### GIVEN REQUEST:
Can you show each row containing the word "white", in full? Case counts, so count only matches with that exact capitalization.

### RECORDS FOR THE TASK:
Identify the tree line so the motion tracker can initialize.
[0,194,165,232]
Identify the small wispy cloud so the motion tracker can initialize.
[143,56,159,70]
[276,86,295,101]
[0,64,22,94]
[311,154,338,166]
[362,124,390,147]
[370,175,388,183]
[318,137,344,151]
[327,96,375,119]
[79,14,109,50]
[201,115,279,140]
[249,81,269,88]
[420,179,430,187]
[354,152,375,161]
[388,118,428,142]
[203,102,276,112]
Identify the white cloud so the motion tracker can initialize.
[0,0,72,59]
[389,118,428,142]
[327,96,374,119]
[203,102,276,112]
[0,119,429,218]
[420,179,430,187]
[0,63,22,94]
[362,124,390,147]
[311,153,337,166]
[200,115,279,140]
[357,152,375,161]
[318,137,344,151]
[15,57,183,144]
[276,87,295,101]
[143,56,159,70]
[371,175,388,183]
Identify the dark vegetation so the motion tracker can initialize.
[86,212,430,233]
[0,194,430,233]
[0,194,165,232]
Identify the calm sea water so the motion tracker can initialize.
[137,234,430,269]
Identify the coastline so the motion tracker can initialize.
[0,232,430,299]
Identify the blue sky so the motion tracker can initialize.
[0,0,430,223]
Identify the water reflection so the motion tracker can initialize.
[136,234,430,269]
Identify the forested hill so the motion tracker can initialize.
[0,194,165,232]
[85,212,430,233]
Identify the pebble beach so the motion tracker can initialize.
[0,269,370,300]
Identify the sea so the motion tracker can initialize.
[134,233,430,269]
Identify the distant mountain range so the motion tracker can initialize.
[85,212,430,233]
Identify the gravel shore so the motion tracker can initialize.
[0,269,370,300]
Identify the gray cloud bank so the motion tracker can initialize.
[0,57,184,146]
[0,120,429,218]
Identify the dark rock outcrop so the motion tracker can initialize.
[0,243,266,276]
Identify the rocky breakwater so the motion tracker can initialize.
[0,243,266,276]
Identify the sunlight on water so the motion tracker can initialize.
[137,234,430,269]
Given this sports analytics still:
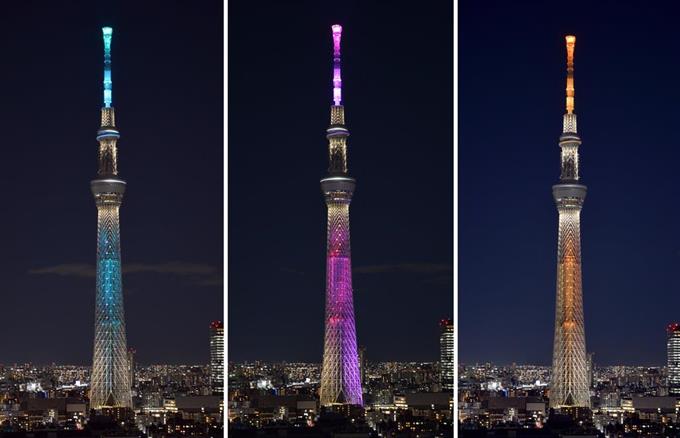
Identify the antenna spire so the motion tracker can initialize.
[331,24,342,106]
[565,35,576,114]
[102,27,113,108]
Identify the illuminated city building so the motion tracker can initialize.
[439,319,455,391]
[550,35,590,410]
[210,321,224,394]
[319,24,363,406]
[90,27,132,409]
[666,323,680,396]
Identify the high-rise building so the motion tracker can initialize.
[128,348,137,388]
[666,323,680,396]
[319,24,363,406]
[90,27,132,409]
[359,345,366,389]
[550,35,590,409]
[439,319,455,391]
[210,321,224,394]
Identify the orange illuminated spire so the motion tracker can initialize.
[565,35,576,114]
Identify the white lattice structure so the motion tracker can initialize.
[550,36,590,409]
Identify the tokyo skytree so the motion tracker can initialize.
[320,24,363,406]
[550,35,590,409]
[90,27,132,409]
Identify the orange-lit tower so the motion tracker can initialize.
[550,35,590,409]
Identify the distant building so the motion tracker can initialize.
[210,321,224,395]
[439,319,454,391]
[666,323,680,396]
[586,353,595,388]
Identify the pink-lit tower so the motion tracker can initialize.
[320,24,363,406]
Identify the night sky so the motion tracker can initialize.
[0,1,224,365]
[458,0,680,365]
[228,0,453,362]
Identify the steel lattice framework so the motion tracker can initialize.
[550,35,590,409]
[320,25,363,406]
[90,27,132,409]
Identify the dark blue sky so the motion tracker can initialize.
[228,0,453,362]
[458,0,680,365]
[0,0,224,364]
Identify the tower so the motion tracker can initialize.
[439,319,455,392]
[320,24,363,406]
[666,323,680,397]
[550,35,590,408]
[210,321,224,395]
[90,27,132,409]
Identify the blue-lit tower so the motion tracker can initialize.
[90,27,132,410]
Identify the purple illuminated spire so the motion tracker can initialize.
[331,24,342,105]
[320,24,363,406]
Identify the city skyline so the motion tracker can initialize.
[0,1,224,364]
[457,1,680,365]
[227,1,453,362]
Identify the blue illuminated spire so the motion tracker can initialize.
[102,27,113,108]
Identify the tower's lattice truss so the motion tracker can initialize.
[550,36,590,408]
[90,28,132,409]
[320,25,363,406]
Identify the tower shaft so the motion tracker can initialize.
[550,36,590,408]
[320,25,363,406]
[90,28,132,409]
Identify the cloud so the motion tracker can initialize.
[354,263,453,274]
[28,262,224,286]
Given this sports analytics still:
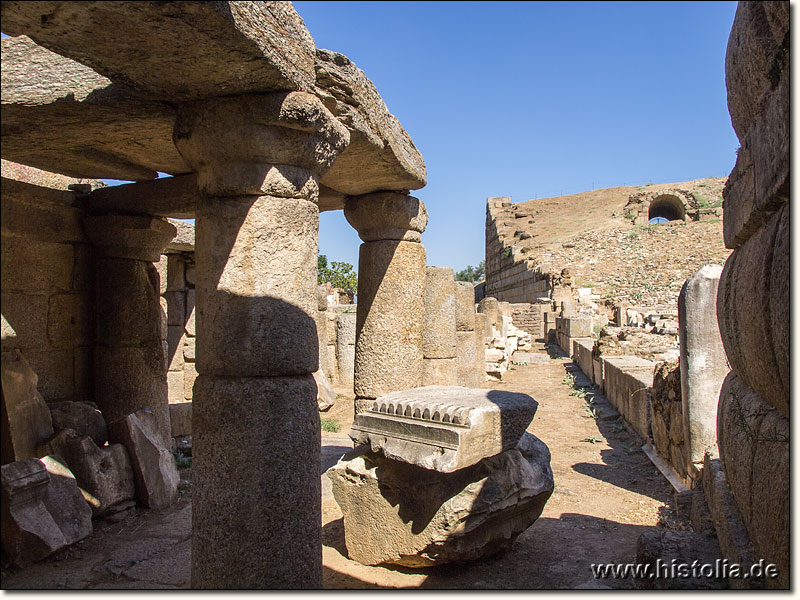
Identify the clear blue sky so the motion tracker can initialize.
[294,2,738,270]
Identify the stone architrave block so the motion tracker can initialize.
[109,409,180,509]
[349,386,538,473]
[2,350,53,462]
[327,433,553,567]
[0,456,92,565]
[422,358,458,386]
[422,267,456,358]
[38,429,134,516]
[678,265,728,466]
[456,281,475,331]
[49,401,108,447]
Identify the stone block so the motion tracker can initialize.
[314,369,336,411]
[350,386,538,473]
[0,457,92,566]
[717,205,790,418]
[192,375,322,588]
[183,363,197,400]
[678,265,728,463]
[344,192,428,241]
[422,358,458,385]
[354,241,425,398]
[717,373,791,587]
[422,267,456,358]
[456,281,475,331]
[327,433,553,568]
[2,350,53,462]
[456,331,484,387]
[108,409,180,509]
[169,402,192,437]
[0,292,50,350]
[0,236,75,296]
[49,401,108,447]
[39,429,134,516]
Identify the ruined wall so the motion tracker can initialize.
[1,177,93,403]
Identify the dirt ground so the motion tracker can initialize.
[2,344,683,589]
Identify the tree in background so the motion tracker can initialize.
[456,260,486,283]
[317,254,358,294]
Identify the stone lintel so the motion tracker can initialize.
[350,386,538,473]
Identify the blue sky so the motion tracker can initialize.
[294,2,738,270]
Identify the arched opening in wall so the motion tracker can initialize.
[647,194,686,223]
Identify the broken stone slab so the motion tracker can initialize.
[0,456,92,565]
[349,386,538,473]
[314,369,336,411]
[108,409,180,509]
[49,401,108,446]
[38,429,135,516]
[0,350,53,462]
[327,433,553,567]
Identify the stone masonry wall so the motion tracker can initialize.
[0,177,93,403]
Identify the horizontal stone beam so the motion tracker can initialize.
[2,1,315,101]
[86,174,200,219]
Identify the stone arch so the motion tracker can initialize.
[647,194,686,221]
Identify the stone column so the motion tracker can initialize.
[173,92,349,589]
[678,265,728,475]
[84,215,177,448]
[344,192,428,413]
[422,267,457,385]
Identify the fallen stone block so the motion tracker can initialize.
[349,386,538,473]
[50,401,108,446]
[109,409,180,509]
[0,457,92,565]
[327,433,553,567]
[38,429,134,516]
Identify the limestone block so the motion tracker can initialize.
[83,215,177,262]
[195,196,319,376]
[39,429,134,516]
[0,457,92,566]
[422,358,458,385]
[717,373,791,587]
[94,345,170,442]
[169,402,192,437]
[314,369,336,411]
[48,401,108,446]
[422,267,456,358]
[678,265,729,463]
[192,375,322,589]
[94,257,162,346]
[478,296,499,327]
[327,433,553,567]
[108,409,180,509]
[349,386,538,473]
[456,331,483,387]
[2,350,53,462]
[344,192,428,240]
[717,206,790,417]
[456,281,475,331]
[352,240,425,398]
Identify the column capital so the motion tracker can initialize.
[83,215,178,262]
[344,192,428,242]
[172,92,350,201]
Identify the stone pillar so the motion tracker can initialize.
[84,215,177,448]
[422,267,457,385]
[678,265,728,475]
[456,281,483,387]
[173,92,349,589]
[344,192,428,413]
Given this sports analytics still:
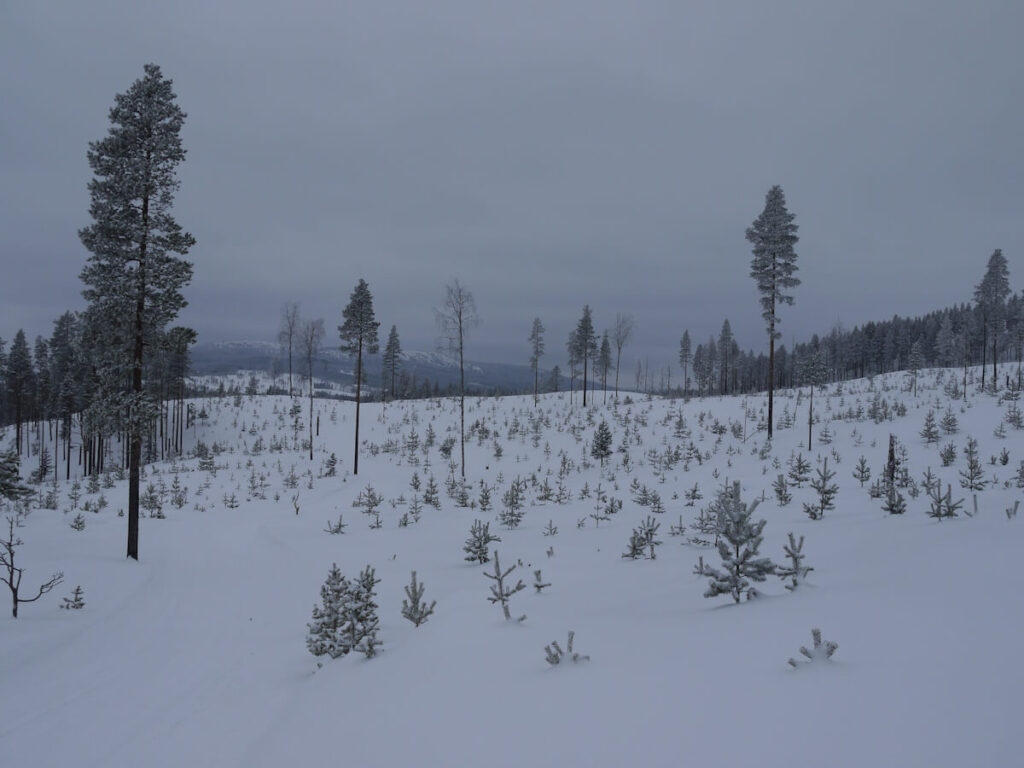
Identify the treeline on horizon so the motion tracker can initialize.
[0,259,1024,462]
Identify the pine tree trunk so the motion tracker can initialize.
[807,384,814,451]
[615,347,623,402]
[992,333,999,389]
[354,334,362,475]
[459,325,466,478]
[583,349,587,408]
[768,331,775,440]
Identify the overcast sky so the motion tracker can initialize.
[0,0,1024,368]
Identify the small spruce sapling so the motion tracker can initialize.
[60,585,85,610]
[775,532,814,592]
[804,459,839,520]
[788,454,811,488]
[701,481,775,603]
[959,437,986,490]
[928,482,964,522]
[462,520,501,564]
[853,456,871,487]
[483,550,526,622]
[401,570,437,627]
[772,473,793,507]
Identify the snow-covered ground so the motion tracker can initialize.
[0,372,1024,768]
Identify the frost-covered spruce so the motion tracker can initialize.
[60,585,85,610]
[498,477,526,528]
[462,520,501,563]
[921,411,939,445]
[306,563,351,658]
[401,570,437,627]
[853,456,871,487]
[350,565,381,658]
[939,408,959,434]
[959,437,986,490]
[702,481,775,603]
[772,473,793,507]
[804,459,839,520]
[775,531,814,592]
[939,441,956,467]
[928,482,964,522]
[590,420,612,467]
[882,483,906,515]
[788,454,811,488]
[623,515,662,560]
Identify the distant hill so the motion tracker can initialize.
[191,341,564,392]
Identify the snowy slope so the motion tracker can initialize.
[0,372,1024,767]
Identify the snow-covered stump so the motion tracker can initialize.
[544,630,590,667]
[483,550,526,622]
[788,627,839,669]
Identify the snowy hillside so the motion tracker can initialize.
[0,371,1024,768]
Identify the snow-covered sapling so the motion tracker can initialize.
[623,515,662,560]
[498,477,526,528]
[853,456,871,487]
[590,421,612,467]
[921,411,939,445]
[939,440,956,467]
[352,565,381,658]
[701,481,775,603]
[401,570,437,627]
[775,532,814,592]
[60,586,85,610]
[324,514,348,535]
[772,473,793,507]
[788,454,811,488]
[483,550,526,622]
[928,481,964,522]
[462,520,501,563]
[790,628,839,669]
[544,630,590,667]
[804,459,839,520]
[959,437,986,490]
[306,563,351,658]
[882,483,906,515]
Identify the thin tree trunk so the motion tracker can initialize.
[807,384,814,451]
[354,334,362,475]
[459,325,466,479]
[615,347,623,402]
[768,323,775,440]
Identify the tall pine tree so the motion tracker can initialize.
[527,317,544,406]
[383,326,401,399]
[974,248,1010,389]
[338,278,381,475]
[79,63,196,560]
[746,184,800,438]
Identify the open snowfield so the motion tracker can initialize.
[0,370,1024,768]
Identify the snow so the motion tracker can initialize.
[0,372,1024,768]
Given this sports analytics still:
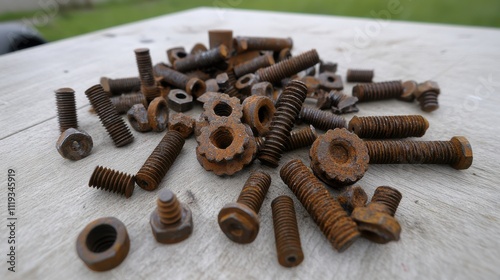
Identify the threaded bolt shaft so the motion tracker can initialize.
[233,55,274,77]
[352,81,403,102]
[347,69,373,83]
[259,80,307,167]
[271,195,304,267]
[101,77,141,95]
[256,49,319,83]
[349,115,429,139]
[280,160,360,252]
[89,166,135,198]
[299,107,347,131]
[135,130,185,191]
[156,189,182,225]
[85,85,134,147]
[174,45,229,72]
[55,88,78,133]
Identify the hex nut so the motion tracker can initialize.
[56,128,94,160]
[76,217,130,271]
[168,89,193,112]
[168,113,196,139]
[127,104,151,132]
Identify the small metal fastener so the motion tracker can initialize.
[56,128,94,160]
[127,104,151,132]
[76,217,130,271]
[148,96,172,132]
[218,171,271,244]
[149,188,193,244]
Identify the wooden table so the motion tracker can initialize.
[0,8,500,279]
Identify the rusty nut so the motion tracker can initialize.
[168,89,193,112]
[76,217,130,271]
[56,128,94,160]
[127,104,151,132]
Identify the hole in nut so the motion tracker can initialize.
[214,102,233,117]
[86,224,118,253]
[210,127,234,149]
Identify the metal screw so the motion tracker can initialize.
[271,195,304,267]
[299,106,347,131]
[349,115,429,139]
[89,165,135,198]
[280,159,360,252]
[85,85,134,147]
[352,81,403,102]
[259,80,307,167]
[365,136,473,170]
[55,88,78,133]
[218,171,271,244]
[135,130,185,191]
[256,49,319,83]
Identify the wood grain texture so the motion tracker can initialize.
[0,8,500,279]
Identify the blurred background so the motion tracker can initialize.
[0,0,500,51]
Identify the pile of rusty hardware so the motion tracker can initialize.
[56,30,473,271]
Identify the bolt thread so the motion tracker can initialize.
[135,130,185,191]
[237,171,271,213]
[419,91,439,112]
[349,115,429,139]
[299,107,347,131]
[174,45,228,72]
[111,93,147,114]
[101,77,141,95]
[352,81,403,102]
[347,69,373,83]
[256,49,319,83]
[89,165,135,198]
[85,85,134,147]
[55,88,78,133]
[370,186,403,216]
[233,55,274,77]
[156,189,182,225]
[280,160,360,252]
[285,125,318,151]
[365,140,459,164]
[259,80,307,167]
[271,195,304,267]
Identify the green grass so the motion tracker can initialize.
[0,0,500,41]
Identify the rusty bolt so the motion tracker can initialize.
[127,104,151,132]
[100,77,141,95]
[346,69,374,83]
[271,195,304,267]
[168,113,195,139]
[349,115,429,139]
[89,166,135,198]
[243,95,276,136]
[173,45,229,72]
[149,188,193,244]
[259,80,307,167]
[365,136,473,170]
[352,81,403,102]
[135,130,185,191]
[255,49,319,84]
[55,88,78,133]
[337,186,368,215]
[309,128,369,188]
[280,159,360,252]
[218,171,271,244]
[56,128,94,160]
[168,89,193,112]
[416,81,440,112]
[76,217,130,271]
[351,186,402,244]
[85,85,134,147]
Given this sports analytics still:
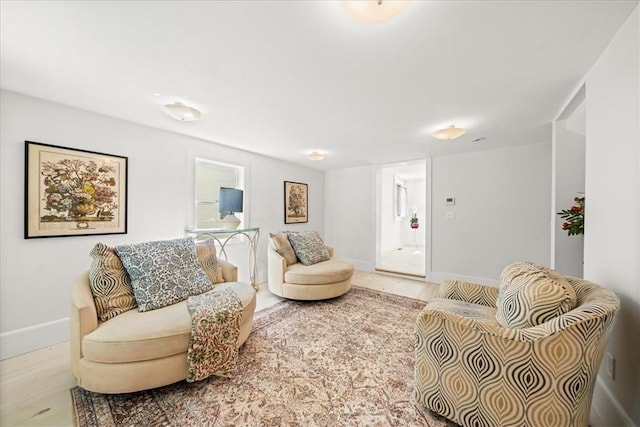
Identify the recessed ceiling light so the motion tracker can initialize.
[431,125,467,141]
[160,101,202,122]
[340,0,409,24]
[307,151,327,162]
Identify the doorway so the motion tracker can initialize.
[376,160,428,279]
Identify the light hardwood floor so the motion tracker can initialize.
[0,271,438,427]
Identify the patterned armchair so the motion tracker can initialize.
[414,263,619,427]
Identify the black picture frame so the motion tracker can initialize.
[24,141,128,239]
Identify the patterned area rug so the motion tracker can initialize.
[71,287,455,427]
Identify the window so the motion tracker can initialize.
[194,158,246,228]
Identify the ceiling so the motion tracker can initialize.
[0,0,638,170]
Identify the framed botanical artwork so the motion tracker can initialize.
[24,141,128,239]
[284,181,309,224]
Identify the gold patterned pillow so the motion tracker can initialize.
[196,239,224,285]
[89,243,136,322]
[269,232,298,265]
[496,262,577,328]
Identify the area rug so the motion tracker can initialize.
[71,287,455,427]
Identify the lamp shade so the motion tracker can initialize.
[160,101,202,122]
[431,125,467,141]
[307,151,327,162]
[218,187,243,214]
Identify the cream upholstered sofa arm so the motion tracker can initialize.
[267,242,287,293]
[325,244,333,258]
[69,271,98,378]
[440,280,498,308]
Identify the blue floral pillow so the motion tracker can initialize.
[115,237,213,311]
[287,231,331,265]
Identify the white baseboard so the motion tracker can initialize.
[345,258,376,271]
[0,317,69,360]
[591,377,637,427]
[427,271,498,286]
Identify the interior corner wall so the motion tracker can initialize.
[325,143,551,284]
[553,120,585,277]
[427,142,551,285]
[324,166,376,271]
[0,90,324,359]
[584,7,640,426]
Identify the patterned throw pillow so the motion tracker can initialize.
[89,243,136,322]
[116,237,213,311]
[287,231,331,265]
[496,262,577,328]
[196,239,224,285]
[269,232,298,265]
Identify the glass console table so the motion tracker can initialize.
[185,227,260,290]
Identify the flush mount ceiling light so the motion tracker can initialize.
[307,151,327,162]
[160,101,202,122]
[431,125,467,141]
[341,0,409,24]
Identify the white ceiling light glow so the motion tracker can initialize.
[307,151,327,162]
[160,101,202,122]
[341,0,409,24]
[431,125,467,141]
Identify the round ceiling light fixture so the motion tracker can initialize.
[307,151,327,162]
[160,101,202,122]
[431,125,467,141]
[340,0,410,24]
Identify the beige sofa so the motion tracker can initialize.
[70,260,256,393]
[267,238,353,300]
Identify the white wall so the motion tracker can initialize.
[0,91,324,359]
[378,167,402,253]
[584,8,640,426]
[429,142,551,284]
[325,143,551,284]
[324,166,376,271]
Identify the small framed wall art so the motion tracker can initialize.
[284,181,309,224]
[24,141,128,239]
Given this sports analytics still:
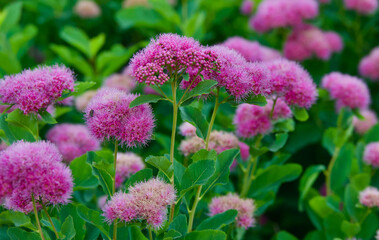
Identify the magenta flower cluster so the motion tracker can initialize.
[46,123,100,163]
[283,25,343,61]
[0,141,73,213]
[131,34,217,85]
[115,152,145,188]
[233,98,292,138]
[359,47,379,81]
[103,179,176,229]
[322,72,371,110]
[250,0,318,32]
[209,194,255,229]
[85,88,155,147]
[222,37,282,62]
[0,65,75,114]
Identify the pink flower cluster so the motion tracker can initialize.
[85,88,155,147]
[359,187,379,207]
[359,47,379,81]
[131,34,217,85]
[209,194,255,229]
[103,179,176,229]
[0,65,74,114]
[344,0,378,14]
[46,123,100,163]
[363,142,379,168]
[233,98,292,138]
[222,37,282,62]
[266,59,317,108]
[353,109,378,134]
[0,141,73,213]
[283,25,343,61]
[322,72,371,110]
[116,152,145,188]
[250,0,318,32]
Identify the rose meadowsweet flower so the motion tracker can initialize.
[359,187,379,207]
[359,47,379,81]
[363,142,379,168]
[250,0,318,32]
[322,72,371,110]
[85,88,154,147]
[75,90,97,112]
[209,194,255,229]
[222,37,282,62]
[46,123,100,163]
[116,152,145,188]
[344,0,378,14]
[74,0,101,18]
[0,141,73,213]
[240,0,254,15]
[353,109,378,134]
[284,25,343,61]
[0,65,74,114]
[179,122,196,137]
[266,59,317,108]
[104,179,176,229]
[130,34,217,85]
[233,98,292,138]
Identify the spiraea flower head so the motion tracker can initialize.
[322,72,371,110]
[0,65,75,114]
[46,123,100,163]
[209,194,256,229]
[85,88,154,147]
[0,141,73,213]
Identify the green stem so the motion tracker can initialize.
[32,193,45,240]
[41,202,59,239]
[188,186,201,232]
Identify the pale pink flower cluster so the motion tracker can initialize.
[209,194,256,229]
[359,47,379,81]
[265,59,317,108]
[283,25,343,61]
[250,0,318,32]
[74,0,101,18]
[0,65,74,114]
[222,37,282,62]
[233,98,292,138]
[322,72,371,110]
[46,123,100,163]
[363,142,379,168]
[353,109,378,134]
[103,179,176,229]
[359,187,379,207]
[344,0,378,14]
[0,141,73,213]
[115,152,145,188]
[85,88,155,147]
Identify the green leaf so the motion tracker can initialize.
[184,230,226,240]
[70,154,99,191]
[38,109,58,124]
[180,107,208,139]
[77,205,111,239]
[196,209,238,231]
[125,168,153,189]
[299,165,325,211]
[129,94,165,108]
[201,149,239,196]
[61,216,76,240]
[179,80,218,104]
[59,26,91,57]
[248,163,302,198]
[181,160,215,195]
[292,107,309,122]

### RESULT BELOW:
Identify the white cloud so the motion tracker can initialize.
Identify the white lattice structure so the motion tracker can initialize.
Identify the white baseboard so the motion tracker can initialize.
Identify the white ceiling light glow so the motion tracker can initialize.
Identify the white wall so the motion tracker can initialize.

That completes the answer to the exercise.